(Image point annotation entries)
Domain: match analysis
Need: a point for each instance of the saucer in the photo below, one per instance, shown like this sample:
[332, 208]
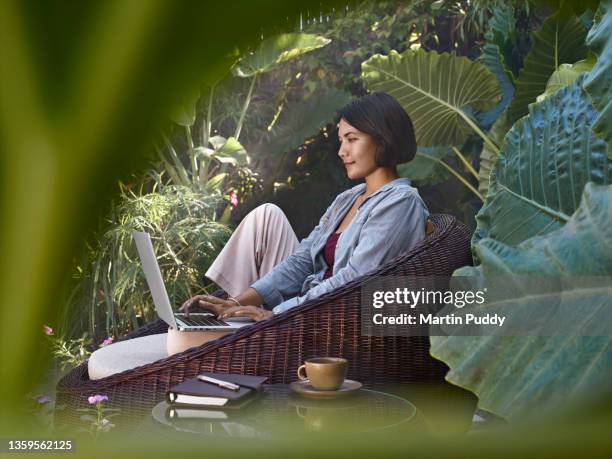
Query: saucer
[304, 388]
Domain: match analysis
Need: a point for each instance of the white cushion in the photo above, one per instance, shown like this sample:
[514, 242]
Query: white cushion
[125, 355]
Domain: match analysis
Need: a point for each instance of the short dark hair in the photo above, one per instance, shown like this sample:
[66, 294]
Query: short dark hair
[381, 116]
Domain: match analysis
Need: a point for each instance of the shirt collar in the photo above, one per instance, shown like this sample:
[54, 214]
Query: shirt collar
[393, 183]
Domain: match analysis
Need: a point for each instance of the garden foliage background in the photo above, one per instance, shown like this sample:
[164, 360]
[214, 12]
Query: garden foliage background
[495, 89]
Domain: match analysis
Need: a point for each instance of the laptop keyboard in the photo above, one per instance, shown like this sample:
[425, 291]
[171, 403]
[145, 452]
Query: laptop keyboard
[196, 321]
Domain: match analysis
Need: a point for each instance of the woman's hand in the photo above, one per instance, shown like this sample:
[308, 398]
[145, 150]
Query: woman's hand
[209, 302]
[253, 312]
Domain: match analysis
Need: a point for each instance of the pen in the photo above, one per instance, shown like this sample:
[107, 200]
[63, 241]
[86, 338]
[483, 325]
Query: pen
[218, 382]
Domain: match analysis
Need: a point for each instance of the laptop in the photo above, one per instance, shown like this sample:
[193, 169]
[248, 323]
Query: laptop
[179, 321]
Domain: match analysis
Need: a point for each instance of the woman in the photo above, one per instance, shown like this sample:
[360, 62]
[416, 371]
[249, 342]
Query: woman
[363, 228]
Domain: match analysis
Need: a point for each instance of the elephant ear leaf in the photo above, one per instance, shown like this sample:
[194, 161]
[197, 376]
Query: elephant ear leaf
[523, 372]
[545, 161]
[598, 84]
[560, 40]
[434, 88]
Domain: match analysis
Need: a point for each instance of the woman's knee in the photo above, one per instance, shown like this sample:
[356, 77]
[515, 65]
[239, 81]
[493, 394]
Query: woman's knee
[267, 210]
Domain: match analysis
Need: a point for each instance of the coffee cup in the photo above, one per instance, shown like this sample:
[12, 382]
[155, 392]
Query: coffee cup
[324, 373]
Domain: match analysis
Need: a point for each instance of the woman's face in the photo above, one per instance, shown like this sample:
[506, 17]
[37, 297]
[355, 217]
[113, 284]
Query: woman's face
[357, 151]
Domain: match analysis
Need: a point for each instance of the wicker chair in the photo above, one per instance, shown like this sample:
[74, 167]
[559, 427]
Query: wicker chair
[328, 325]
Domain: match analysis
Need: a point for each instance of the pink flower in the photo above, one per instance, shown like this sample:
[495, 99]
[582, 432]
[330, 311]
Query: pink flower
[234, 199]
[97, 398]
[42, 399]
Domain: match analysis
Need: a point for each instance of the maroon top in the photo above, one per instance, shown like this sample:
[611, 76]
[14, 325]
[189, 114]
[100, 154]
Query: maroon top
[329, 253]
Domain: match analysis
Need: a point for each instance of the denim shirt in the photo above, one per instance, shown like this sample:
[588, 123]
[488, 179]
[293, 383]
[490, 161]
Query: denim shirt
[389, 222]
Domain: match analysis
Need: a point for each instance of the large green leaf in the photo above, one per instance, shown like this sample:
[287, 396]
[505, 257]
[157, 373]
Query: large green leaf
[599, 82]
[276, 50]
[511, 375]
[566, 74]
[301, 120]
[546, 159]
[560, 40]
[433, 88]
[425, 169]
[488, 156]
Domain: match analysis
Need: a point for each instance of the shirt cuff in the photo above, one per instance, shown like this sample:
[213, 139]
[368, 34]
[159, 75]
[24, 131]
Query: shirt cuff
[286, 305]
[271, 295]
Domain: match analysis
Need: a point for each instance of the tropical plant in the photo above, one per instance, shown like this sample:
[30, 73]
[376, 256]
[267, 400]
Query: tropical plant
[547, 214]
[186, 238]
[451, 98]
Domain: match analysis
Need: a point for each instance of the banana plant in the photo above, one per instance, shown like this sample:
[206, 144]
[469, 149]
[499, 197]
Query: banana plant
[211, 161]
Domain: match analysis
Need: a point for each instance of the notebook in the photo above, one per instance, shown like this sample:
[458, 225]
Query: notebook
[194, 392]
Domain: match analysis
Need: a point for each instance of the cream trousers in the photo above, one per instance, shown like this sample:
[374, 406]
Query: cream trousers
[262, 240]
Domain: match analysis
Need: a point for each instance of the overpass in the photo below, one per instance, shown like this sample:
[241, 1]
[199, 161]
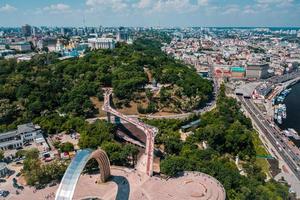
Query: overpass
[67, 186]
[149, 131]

(EXERCISE PROMPT):
Your task is to retype all the entries exactly and leave out any pictures.

(RESULT):
Domain: match analysis
Need: a point for each instance of the saucer in the photo below, one per instance, shown like this sample:
[332, 208]
Query: saucer
[304, 388]
Domain: match analysis
Need: a point for each instance of the white cushion in the photo above, one per instance, shown like this sample:
[514, 242]
Query: white cushion
[125, 355]
Domain: match analysis
Need: a point for each instance of the short dark hair in the photo above, one per instance, shown like this sample:
[66, 294]
Query: short dark hair
[381, 116]
Domain: match analysis
Need: a point for each instance of the shirt collar in the photo above, one per instance, shown like this sample:
[54, 214]
Query: shirt collar
[393, 183]
Domain: match analysis
Need: a point for each instance of the garden foliage background in the photo above, one per instance, shown like this sample:
[164, 360]
[214, 12]
Query: garden foliage background
[495, 89]
Domain: match analysis
Need: a point for each instance of the laptop keyboard in the photo above, one per instance, shown like this sample:
[425, 291]
[171, 403]
[145, 452]
Query: laptop keyboard
[196, 321]
Domain: match analysis
Need: a point for each instance of the woman's hand in the photo above, one per instance, shown like this sample:
[308, 398]
[145, 150]
Query: woman's hand
[209, 302]
[253, 312]
Domain: match analysis
Need: a point for each instance of the pen in the photo above, one per instance, shown like this sample:
[107, 200]
[63, 241]
[86, 338]
[483, 325]
Query: pen
[218, 382]
Domain: match analysis
Need: a point for each instance of the laptop in the photo above, one per instance, shown like this sample:
[193, 169]
[248, 323]
Query: laptop
[179, 321]
Domain: match analysis
Need: a point for each instance of the woman in the photo above, one per instance, shown like this sample:
[360, 62]
[416, 371]
[249, 342]
Query: woman
[363, 228]
Domain: match analysis
Need: a point for each instance of the elephant ear leaf in the photo above, one per instance, shown like this sample:
[194, 161]
[197, 376]
Query: elephant ear leaf
[523, 372]
[545, 161]
[598, 84]
[560, 40]
[434, 88]
Domain: match analysis
Need: a point for each instance of the woman's knee in the photo above, one per instance, shown like this sample:
[356, 77]
[515, 65]
[239, 81]
[493, 394]
Query: woman's knee
[267, 210]
Domain: match analysis
Need: a point for each instance of the coffee cup in the photo above, one per instance, shown like this sample:
[12, 382]
[155, 392]
Query: coffee cup
[324, 373]
Domain: match analysis
Need: a point for each instance of the woman's face in the photo above, one per instance, shown like this sample:
[506, 17]
[37, 297]
[355, 217]
[113, 284]
Query: woman's face
[357, 151]
Domain: match analysis
Need: a point for each instance of the wicker chair in the photo above, one per instance, shown like this sample:
[74, 167]
[559, 427]
Query: wicker chair
[328, 325]
Domain: match analysis
Need: a point for each instance of the pink flower in the photo above, one per instance, shown like this sample:
[495, 99]
[582, 432]
[330, 311]
Query: pink flower
[234, 199]
[97, 398]
[42, 399]
Domain: match analysis
Need: a point for each instance of the maroon top in the photo above, one per instance, shown like this sample:
[611, 76]
[14, 325]
[189, 114]
[100, 154]
Query: maroon top
[329, 253]
Domain: match analysis
Need: a point for each instance of the denim shirt in the photo above, one per instance, shown like this sample:
[588, 123]
[488, 179]
[293, 383]
[490, 161]
Query: denim shirt
[389, 222]
Domain: match analysis
Need: a point for each instance of the large green leaf in the photo above, one per instance, shown like this sample:
[287, 396]
[505, 257]
[157, 373]
Query: large green leaf
[599, 82]
[276, 50]
[511, 375]
[566, 74]
[301, 120]
[546, 159]
[560, 40]
[433, 88]
[425, 169]
[488, 156]
Domain: match analysis
Need: a point for each instance of the shirt cuff in the photo above, one per instance, shown like this sample:
[213, 139]
[368, 34]
[159, 75]
[24, 131]
Query: shirt cuff
[286, 305]
[271, 295]
Domain: match analysis
Need: a point for each instance of the tropical plant in the photo above, one per instance, shown like this sample:
[30, 73]
[376, 256]
[267, 400]
Query: tropical plant
[547, 214]
[186, 238]
[451, 98]
Domain: match analysis
Need: a point for each instance of the banana plant in the photo above, one per instance, shown like this sample:
[206, 144]
[469, 149]
[499, 197]
Query: banana plant
[211, 161]
Domain: match analysis
Need: a point for each instance of the notebook in the photo above, one per instance, shown like this sample:
[458, 225]
Query: notebook
[194, 392]
Domain: match analysis
Need: a point for each instance of the cream trousers in the photo above, one per instance, shown like this sample:
[374, 406]
Query: cream trousers
[262, 240]
Domain: match analysis
Need: a point for each instance of the overpass in the photo below, one per instance, shown like this sample:
[241, 1]
[199, 161]
Query: overpass
[67, 186]
[149, 131]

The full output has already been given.